(Point annotation dataset material)
-- -- --

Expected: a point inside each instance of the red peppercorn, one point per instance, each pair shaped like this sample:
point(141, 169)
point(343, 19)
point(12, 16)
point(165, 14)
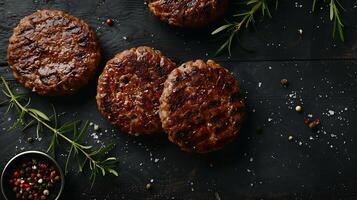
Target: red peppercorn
point(53, 174)
point(109, 22)
point(16, 174)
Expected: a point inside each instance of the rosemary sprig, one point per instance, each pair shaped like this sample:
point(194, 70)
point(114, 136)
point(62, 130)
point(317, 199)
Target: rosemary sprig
point(84, 154)
point(335, 17)
point(244, 20)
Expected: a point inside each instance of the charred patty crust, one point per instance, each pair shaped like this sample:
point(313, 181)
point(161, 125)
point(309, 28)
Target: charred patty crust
point(53, 53)
point(201, 108)
point(188, 13)
point(130, 87)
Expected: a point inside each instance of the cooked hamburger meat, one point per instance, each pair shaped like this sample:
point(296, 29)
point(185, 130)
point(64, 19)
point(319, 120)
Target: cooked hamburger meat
point(188, 13)
point(53, 53)
point(201, 108)
point(130, 87)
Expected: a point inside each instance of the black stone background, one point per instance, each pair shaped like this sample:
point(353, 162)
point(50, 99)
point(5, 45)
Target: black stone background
point(323, 79)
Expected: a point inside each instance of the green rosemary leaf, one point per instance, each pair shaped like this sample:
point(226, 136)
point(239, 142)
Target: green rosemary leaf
point(39, 114)
point(68, 126)
point(331, 10)
point(77, 150)
point(221, 28)
point(81, 133)
point(103, 150)
point(114, 172)
point(4, 102)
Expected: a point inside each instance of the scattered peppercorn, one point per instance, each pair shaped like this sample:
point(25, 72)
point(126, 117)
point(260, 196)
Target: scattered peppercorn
point(290, 137)
point(30, 140)
point(284, 82)
point(33, 180)
point(298, 108)
point(109, 22)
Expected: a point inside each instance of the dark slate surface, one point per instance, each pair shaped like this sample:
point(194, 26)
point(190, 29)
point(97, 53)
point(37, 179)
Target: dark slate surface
point(323, 79)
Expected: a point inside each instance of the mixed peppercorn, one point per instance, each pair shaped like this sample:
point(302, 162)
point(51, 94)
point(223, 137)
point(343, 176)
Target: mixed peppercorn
point(34, 180)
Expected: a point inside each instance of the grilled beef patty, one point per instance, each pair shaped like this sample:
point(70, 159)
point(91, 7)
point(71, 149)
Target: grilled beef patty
point(201, 108)
point(53, 53)
point(130, 87)
point(188, 13)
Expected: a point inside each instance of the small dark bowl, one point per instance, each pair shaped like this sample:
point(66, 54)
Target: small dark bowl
point(16, 161)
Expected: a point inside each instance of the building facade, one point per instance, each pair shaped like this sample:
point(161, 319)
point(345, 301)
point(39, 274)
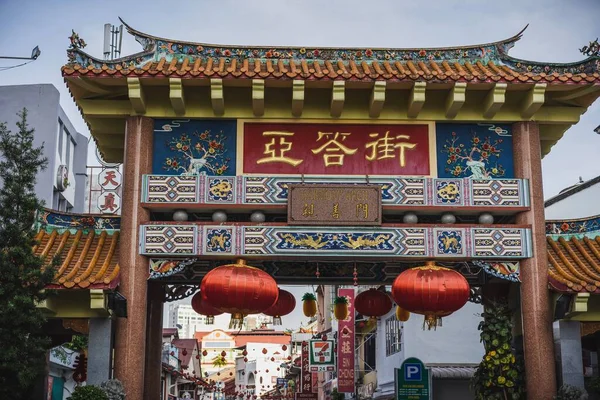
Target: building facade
point(62, 185)
point(217, 142)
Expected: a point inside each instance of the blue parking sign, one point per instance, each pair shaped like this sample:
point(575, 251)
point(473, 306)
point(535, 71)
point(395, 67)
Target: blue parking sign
point(413, 381)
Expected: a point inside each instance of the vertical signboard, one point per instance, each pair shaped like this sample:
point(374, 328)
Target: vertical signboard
point(306, 386)
point(346, 346)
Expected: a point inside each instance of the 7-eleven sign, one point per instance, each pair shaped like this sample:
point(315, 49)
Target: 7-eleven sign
point(322, 355)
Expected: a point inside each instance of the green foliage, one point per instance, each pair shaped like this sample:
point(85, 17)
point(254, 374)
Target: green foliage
point(309, 296)
point(78, 343)
point(22, 275)
point(568, 392)
point(500, 375)
point(593, 385)
point(88, 393)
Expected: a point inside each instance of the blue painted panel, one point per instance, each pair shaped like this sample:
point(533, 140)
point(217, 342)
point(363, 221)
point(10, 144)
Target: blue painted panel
point(192, 147)
point(477, 151)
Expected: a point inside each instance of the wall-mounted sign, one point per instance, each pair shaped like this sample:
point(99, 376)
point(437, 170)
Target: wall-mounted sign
point(62, 178)
point(346, 346)
point(110, 178)
point(322, 357)
point(339, 149)
point(412, 381)
point(318, 204)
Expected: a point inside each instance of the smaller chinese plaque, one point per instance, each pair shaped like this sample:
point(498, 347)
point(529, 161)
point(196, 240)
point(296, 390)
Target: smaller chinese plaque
point(318, 204)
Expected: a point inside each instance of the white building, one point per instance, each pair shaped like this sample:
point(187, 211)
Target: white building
point(452, 352)
point(259, 374)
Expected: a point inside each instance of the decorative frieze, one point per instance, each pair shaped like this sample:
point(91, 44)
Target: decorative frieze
point(410, 192)
point(417, 242)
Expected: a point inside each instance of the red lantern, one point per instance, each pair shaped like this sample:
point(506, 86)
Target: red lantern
point(284, 305)
point(373, 303)
point(240, 290)
point(432, 291)
point(204, 308)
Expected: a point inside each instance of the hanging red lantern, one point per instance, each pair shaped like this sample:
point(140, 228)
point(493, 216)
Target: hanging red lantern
point(240, 290)
point(204, 308)
point(284, 305)
point(432, 291)
point(373, 303)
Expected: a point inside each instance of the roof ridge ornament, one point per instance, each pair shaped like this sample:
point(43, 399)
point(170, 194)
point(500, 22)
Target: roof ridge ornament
point(591, 50)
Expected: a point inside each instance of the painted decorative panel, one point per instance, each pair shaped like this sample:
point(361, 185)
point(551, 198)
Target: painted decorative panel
point(168, 239)
point(336, 149)
point(171, 189)
point(192, 147)
point(239, 240)
point(459, 192)
point(50, 219)
point(476, 151)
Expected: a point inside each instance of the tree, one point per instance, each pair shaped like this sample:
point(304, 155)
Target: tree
point(22, 274)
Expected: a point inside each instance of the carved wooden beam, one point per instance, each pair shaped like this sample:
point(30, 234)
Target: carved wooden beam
point(297, 98)
point(377, 99)
point(176, 95)
point(494, 100)
point(456, 99)
point(417, 99)
point(136, 95)
point(258, 97)
point(534, 100)
point(337, 98)
point(216, 96)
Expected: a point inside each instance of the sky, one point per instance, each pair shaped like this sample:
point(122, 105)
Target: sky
point(557, 29)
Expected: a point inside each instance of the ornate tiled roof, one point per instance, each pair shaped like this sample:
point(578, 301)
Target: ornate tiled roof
point(88, 260)
point(479, 63)
point(574, 264)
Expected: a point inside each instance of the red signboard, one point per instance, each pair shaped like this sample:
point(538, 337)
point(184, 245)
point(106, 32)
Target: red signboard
point(336, 149)
point(346, 346)
point(306, 376)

-- -- --

Task goal — Can you copy all of the material above line for line, without changing anything and leaving out the pictures?

Response to this exercise —
Expected: a point inside each instance of the red peppercorn, one point per instance, each pair shaped like this sample:
point(141, 169)
point(343, 19)
point(12, 16)
point(165, 14)
Target: red peppercorn
point(53, 174)
point(109, 22)
point(16, 174)
Expected: a point inside each instance of the rosemary sprig, one point per instance, each pair shaped like this sample:
point(194, 70)
point(114, 136)
point(62, 130)
point(317, 199)
Target: rosemary sprig
point(84, 154)
point(335, 17)
point(244, 20)
Expected: a point inside each instance of the charred patty crust, one point per instance, each pair shaped like this sample:
point(313, 181)
point(161, 125)
point(309, 28)
Target: charred patty crust
point(53, 53)
point(201, 108)
point(188, 13)
point(130, 87)
Expected: a point inside each instance of the cooked hamburger meat, one point per instance, each pair shaped like this sample:
point(296, 29)
point(185, 130)
point(64, 19)
point(319, 120)
Target: cooked hamburger meat
point(188, 13)
point(53, 53)
point(201, 108)
point(130, 87)
Expected: a point inside each instance of the black stone background, one point per instance, each pair shaped like this sample:
point(353, 162)
point(50, 99)
point(5, 45)
Target: black stone background
point(323, 79)
Expected: a point inside each instance of the green rosemary leaf, one point per instance, each pair shaped like this sample:
point(226, 136)
point(239, 142)
Target: green rosemary leaf
point(39, 114)
point(68, 126)
point(331, 10)
point(77, 150)
point(221, 28)
point(81, 133)
point(103, 150)
point(114, 172)
point(4, 102)
Expected: a point inside each instance of the scattered peppercorn, one point per instance, each pair shaped like this sample:
point(25, 72)
point(126, 117)
point(260, 196)
Target: scattered peppercorn
point(290, 137)
point(30, 140)
point(284, 82)
point(33, 180)
point(298, 108)
point(109, 22)
Expected: a point inside each instance of the dark slate surface, one point per instance, each pair shaped like this sample:
point(194, 26)
point(190, 29)
point(97, 53)
point(37, 179)
Target: dark slate surface
point(323, 79)
Expected: a point inside each instance of the mixed peppercorn, one point per instance, each pair shaped like this sample:
point(302, 162)
point(51, 94)
point(223, 137)
point(343, 176)
Target: mixed peppercorn
point(34, 180)
Expected: a point inside each instance of the grilled beef patty, one point per instance, each pair shaped like this sample:
point(70, 159)
point(91, 7)
point(71, 149)
Target: grilled beef patty
point(201, 108)
point(53, 53)
point(130, 87)
point(188, 13)
Expected: a point inside each instance of the small dark bowl, one point per instance, each pair shaped like this sample:
point(66, 54)
Target: small dark bowl
point(16, 161)
Expected: a point inside each instance of the building facade, one point per instance, each pair shaped like this sample:
point(161, 319)
point(345, 301)
point(39, 274)
Target: building facade
point(62, 185)
point(217, 142)
Expected: a point inside each instance of the blue parking sign, one point per instance, each pair shaped like this sample:
point(575, 251)
point(473, 306)
point(535, 71)
point(395, 67)
Target: blue parking sign
point(413, 381)
Expected: a point inside each instance of the vertical signboard, one point per instance, each pair shaped like this sample:
point(374, 328)
Target: vertical signboard
point(306, 386)
point(346, 346)
Expected: a point inside each instance of the 7-eleven sign, one point per instance, each pair shaped like this sample:
point(315, 49)
Target: 7-eleven sign
point(322, 355)
Expected: a point inside each instance of the green foliage, one point per instance, each pair shaped like this sample:
point(85, 17)
point(254, 374)
Target: green foliage
point(309, 296)
point(78, 343)
point(22, 275)
point(568, 392)
point(500, 375)
point(593, 385)
point(88, 393)
Expected: a point inside each instance of the blue painted panel, one point per instance, each pair shaped like this sample:
point(533, 140)
point(217, 342)
point(363, 221)
point(10, 144)
Target: blue painted panel
point(192, 147)
point(477, 151)
Expected: a point inside each instance of the wall-mounted sign, one point per instance, each pair shaped like this sample:
point(99, 376)
point(437, 170)
Target: wall-mounted sign
point(62, 178)
point(346, 346)
point(110, 178)
point(322, 357)
point(339, 149)
point(412, 381)
point(318, 204)
Expected: a point inside each instance of the smaller chinese plaque, one point per instance, each pair shaped like this sample:
point(498, 347)
point(529, 161)
point(196, 240)
point(296, 390)
Target: smaller chinese plaque
point(318, 204)
Expected: a point inside each instance of the white building, one point per instance, each pair shaped like this sample:
point(187, 211)
Target: white building
point(452, 352)
point(259, 374)
Expected: a point inside each instance of the decorative frieze, one point per instance, each pair shaped like this sample:
point(91, 44)
Target: decorative frieze
point(410, 192)
point(417, 242)
Expected: a point inside each instance of the red lantern, one point per instance, each pair shaped like this sample:
point(506, 86)
Target: red lantern
point(284, 305)
point(373, 303)
point(240, 290)
point(432, 291)
point(204, 308)
Expected: a point inside each instance of the hanging red lantern, one point per instance, each pair shaped like this sample:
point(140, 228)
point(493, 216)
Target: hanging red lantern
point(240, 290)
point(204, 308)
point(284, 305)
point(432, 291)
point(373, 303)
Expected: a point inside each instance of the roof ridge ornament, one point per instance, each pair shaped like this sample:
point(43, 399)
point(170, 194)
point(500, 22)
Target: roof ridge ornament
point(591, 50)
Expected: a point inside each instance of the painted decorative panel, one point per instance, each pair shaped like this sample:
point(361, 185)
point(551, 198)
Target: painted decorative panel
point(168, 239)
point(336, 149)
point(171, 189)
point(192, 147)
point(239, 240)
point(459, 192)
point(50, 219)
point(476, 151)
Expected: a point inside each instance of the tree, one point per instance, each pair shaped like this sample:
point(304, 155)
Target: tree
point(22, 274)
Expected: a point inside each instance of the carved wooden beam, one point per instance, each pair shaped like this sample:
point(30, 234)
Target: carved wooden beam
point(297, 98)
point(377, 99)
point(176, 95)
point(494, 100)
point(456, 99)
point(417, 99)
point(136, 95)
point(258, 97)
point(534, 100)
point(337, 98)
point(216, 96)
Expected: a point inside each instance of the sky, one point per instance, each pair shaped like this sample:
point(122, 105)
Target: sky
point(557, 29)
Expected: a point inside each instance of the ornate tiled roof, one point per instance, each pair shaped like this sample:
point(578, 301)
Target: ornate tiled roof
point(88, 260)
point(479, 63)
point(574, 264)
Expected: a point inside each instance of the red signboard, one point per instance, each pair shaped like this sample:
point(538, 337)
point(184, 245)
point(106, 32)
Target: red signboard
point(336, 149)
point(346, 346)
point(306, 376)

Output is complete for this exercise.